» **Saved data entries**
::::::::

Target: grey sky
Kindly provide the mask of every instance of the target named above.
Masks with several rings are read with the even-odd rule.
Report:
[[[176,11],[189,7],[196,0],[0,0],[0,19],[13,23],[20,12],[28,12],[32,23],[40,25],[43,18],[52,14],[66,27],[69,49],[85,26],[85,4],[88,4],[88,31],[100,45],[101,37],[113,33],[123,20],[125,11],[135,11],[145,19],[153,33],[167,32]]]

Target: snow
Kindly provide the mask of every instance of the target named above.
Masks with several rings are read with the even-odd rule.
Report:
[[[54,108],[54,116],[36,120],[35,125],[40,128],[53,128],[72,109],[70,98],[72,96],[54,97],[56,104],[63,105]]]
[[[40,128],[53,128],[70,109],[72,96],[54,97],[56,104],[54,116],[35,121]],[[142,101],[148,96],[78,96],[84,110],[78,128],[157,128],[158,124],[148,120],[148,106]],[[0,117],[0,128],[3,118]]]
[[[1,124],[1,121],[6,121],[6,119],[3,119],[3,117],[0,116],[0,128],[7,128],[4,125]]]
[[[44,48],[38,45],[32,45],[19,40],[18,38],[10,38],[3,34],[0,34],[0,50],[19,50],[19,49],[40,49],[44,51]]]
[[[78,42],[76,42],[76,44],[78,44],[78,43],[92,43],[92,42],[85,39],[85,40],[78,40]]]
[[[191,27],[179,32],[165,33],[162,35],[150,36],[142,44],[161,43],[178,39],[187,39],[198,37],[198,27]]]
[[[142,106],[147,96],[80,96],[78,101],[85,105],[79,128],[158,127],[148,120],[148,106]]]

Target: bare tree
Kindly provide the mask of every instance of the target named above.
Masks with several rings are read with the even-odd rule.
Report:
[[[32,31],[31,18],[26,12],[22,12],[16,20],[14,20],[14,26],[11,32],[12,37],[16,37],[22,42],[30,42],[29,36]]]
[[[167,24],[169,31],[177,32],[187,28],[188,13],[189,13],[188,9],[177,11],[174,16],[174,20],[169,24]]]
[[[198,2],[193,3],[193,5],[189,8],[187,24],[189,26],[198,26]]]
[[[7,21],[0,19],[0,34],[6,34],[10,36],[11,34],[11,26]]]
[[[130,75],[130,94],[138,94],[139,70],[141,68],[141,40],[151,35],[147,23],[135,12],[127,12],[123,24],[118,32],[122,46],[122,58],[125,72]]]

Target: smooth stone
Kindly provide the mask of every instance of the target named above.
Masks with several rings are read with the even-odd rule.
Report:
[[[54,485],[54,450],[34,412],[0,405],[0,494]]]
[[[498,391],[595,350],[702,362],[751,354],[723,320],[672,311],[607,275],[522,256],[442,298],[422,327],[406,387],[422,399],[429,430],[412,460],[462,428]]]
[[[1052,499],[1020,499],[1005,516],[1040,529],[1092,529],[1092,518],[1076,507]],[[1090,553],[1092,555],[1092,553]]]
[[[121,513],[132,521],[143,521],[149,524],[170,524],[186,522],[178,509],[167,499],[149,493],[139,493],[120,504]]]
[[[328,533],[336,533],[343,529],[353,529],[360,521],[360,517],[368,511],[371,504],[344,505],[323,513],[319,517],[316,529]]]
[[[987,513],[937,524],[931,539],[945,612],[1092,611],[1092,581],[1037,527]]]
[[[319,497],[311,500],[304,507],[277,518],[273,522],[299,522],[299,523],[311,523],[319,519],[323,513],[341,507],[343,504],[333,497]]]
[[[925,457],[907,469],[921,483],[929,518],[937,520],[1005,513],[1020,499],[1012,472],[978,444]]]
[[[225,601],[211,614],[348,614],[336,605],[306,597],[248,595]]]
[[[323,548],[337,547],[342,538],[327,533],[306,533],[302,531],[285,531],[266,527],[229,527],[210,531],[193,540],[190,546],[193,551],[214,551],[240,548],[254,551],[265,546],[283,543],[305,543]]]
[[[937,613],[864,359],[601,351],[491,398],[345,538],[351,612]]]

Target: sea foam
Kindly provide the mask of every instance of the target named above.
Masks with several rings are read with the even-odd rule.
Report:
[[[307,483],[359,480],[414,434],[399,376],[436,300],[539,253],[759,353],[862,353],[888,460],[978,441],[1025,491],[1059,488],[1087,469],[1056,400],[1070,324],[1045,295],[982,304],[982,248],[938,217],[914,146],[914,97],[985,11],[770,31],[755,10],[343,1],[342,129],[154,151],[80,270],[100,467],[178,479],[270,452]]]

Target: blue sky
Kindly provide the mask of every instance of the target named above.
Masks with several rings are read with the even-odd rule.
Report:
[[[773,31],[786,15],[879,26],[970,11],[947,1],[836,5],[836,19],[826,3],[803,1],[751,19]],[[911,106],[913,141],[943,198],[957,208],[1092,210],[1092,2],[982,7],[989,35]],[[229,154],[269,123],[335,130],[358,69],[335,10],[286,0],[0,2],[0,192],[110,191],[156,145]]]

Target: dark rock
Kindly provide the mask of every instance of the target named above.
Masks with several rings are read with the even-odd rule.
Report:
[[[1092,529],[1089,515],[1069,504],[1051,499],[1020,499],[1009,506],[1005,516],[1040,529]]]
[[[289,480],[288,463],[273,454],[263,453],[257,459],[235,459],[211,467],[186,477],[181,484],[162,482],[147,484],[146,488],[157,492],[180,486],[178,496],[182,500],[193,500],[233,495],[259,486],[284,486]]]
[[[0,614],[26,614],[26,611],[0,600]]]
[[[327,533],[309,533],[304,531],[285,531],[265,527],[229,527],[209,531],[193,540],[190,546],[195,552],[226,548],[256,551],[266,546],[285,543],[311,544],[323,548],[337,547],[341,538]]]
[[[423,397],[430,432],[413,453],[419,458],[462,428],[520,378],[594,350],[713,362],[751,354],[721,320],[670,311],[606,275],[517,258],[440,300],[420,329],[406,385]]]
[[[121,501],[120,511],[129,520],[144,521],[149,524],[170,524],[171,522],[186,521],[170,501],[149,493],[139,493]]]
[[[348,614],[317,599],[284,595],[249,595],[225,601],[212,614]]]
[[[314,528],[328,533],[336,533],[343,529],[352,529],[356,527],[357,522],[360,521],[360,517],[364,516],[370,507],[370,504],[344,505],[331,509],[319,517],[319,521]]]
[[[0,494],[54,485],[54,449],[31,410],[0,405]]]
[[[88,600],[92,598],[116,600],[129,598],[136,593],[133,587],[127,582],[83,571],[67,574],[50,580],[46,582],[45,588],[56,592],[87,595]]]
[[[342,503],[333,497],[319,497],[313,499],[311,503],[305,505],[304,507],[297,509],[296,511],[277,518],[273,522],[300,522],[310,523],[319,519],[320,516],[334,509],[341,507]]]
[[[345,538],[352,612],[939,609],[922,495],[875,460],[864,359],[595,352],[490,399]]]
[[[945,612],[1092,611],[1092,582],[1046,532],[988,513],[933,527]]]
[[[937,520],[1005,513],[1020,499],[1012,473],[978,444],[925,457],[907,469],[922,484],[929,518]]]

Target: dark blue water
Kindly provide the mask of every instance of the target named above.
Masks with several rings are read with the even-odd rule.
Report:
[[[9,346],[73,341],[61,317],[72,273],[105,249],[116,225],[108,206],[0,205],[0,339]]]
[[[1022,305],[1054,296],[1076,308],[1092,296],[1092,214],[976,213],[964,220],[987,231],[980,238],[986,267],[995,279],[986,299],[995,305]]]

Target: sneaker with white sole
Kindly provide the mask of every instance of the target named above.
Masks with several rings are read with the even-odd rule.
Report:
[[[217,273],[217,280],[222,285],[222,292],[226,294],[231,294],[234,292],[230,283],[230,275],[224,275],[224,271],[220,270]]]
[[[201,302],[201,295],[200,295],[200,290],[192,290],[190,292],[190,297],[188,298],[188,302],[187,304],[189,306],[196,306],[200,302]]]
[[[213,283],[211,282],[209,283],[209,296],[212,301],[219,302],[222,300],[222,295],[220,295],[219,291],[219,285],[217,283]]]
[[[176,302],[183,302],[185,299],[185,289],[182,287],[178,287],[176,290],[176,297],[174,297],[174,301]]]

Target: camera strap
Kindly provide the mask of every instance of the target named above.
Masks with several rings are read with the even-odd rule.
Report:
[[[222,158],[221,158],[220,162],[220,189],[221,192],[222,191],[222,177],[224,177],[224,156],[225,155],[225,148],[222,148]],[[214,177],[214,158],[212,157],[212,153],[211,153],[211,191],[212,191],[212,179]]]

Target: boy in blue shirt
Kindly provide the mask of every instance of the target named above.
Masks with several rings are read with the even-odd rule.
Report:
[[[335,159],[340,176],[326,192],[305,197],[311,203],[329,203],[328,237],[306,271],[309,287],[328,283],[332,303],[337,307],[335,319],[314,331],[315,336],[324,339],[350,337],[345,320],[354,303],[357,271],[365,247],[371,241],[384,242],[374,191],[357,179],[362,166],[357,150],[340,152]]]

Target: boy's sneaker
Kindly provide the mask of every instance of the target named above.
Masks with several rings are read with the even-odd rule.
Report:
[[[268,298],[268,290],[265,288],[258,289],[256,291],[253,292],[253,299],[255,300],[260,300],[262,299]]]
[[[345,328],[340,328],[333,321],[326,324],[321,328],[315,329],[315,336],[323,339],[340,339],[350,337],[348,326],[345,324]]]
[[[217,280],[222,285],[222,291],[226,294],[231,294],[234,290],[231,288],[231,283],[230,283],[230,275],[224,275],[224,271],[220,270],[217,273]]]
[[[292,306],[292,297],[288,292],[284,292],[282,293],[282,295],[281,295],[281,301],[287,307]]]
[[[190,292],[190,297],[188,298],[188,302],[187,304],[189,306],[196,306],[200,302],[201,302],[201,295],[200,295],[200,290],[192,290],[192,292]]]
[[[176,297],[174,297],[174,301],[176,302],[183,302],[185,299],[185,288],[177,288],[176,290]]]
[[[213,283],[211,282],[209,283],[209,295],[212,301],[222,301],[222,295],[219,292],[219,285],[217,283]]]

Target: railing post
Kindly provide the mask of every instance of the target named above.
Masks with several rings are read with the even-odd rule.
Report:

::::::::

Produce an exact repeat of the lines from the one containing "Target: railing post" through the last line of the data, and nothing more.

» **Solution for this task**
Target: railing post
Kindly provide the mask of every instance of the target named above.
Masks with several rings are read with the even-odd rule.
Report:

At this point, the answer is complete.